Copy every line of the entries below word for word, with nothing added or left out.
··· Material to process
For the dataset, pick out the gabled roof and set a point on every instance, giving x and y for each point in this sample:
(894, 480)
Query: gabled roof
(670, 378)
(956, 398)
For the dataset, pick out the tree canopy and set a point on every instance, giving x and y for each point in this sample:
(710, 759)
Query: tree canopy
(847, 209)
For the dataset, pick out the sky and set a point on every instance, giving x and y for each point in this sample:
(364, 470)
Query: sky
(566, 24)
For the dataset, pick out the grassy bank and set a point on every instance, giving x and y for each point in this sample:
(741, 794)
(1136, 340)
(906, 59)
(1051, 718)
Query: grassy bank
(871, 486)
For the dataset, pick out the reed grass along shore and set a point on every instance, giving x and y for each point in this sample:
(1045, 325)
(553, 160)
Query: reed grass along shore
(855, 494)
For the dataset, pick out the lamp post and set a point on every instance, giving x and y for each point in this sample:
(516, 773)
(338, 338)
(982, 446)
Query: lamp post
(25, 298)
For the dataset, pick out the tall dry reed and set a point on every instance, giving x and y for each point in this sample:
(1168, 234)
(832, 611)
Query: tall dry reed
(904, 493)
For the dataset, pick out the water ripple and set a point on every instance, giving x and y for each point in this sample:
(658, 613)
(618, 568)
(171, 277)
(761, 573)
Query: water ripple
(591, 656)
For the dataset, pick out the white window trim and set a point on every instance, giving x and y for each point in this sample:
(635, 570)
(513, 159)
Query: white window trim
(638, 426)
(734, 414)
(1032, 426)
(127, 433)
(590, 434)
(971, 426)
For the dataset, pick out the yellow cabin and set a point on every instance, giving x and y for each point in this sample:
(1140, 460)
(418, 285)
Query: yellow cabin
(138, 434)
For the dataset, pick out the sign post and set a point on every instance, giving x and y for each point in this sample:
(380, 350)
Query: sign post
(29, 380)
······
● Worked solution:
For the dataset, pick out the gabled roof and set a point on every instance, giving x and y for each point in this sample:
(894, 480)
Query: gabled roof
(670, 378)
(956, 398)
For the dataset, pick out the tree canopy and set a point on every instance, giving x and y for each point in this sample:
(710, 759)
Query: tree canopy
(847, 209)
For the dataset, pick out the sky and set a point on every instance, giving x and y for each point in this sample:
(364, 470)
Query: sky
(566, 24)
For the dataset, pick out the grassy bank and set a point on every instance, giving x and y for each point in this sample:
(741, 794)
(1136, 340)
(906, 59)
(1051, 718)
Query: grassy bank
(871, 486)
For the dataset, pick out the reed grass along shore and set a point on every instance, giving x and y for each point in this sample:
(1045, 325)
(553, 160)
Query: reed grass along shore
(855, 494)
For the dataset, pick out the lamp post and set a point on every instance, giving x and y for each point in this sample:
(516, 773)
(338, 338)
(982, 446)
Query: lamp post
(25, 298)
For the dataset, pick out the tall dry reed and set a point on every instance, giving x and y for each point in this sample:
(1168, 234)
(832, 611)
Query: tall dry reed
(904, 493)
For the dataset, pick out the water ripple and set a point on every instance, giving x and y for each point in this sample:
(658, 613)
(618, 568)
(171, 277)
(761, 573)
Query: water ripple
(591, 656)
For the dataset, pick out the white window trim and set a point on every instance, giving x and y for each point in this sample:
(635, 570)
(513, 159)
Query: white window trim
(638, 426)
(734, 414)
(1032, 426)
(127, 433)
(590, 434)
(971, 426)
For the dataset, pick out the yellow cabin and set a point on every instance, giving x and y for each point in this sample:
(1140, 460)
(418, 285)
Query: yellow cabin
(138, 434)
For the dataset, pick out the sign post and set a point on every instance, giving x and y for each point in this sample:
(380, 350)
Query: sign post
(29, 380)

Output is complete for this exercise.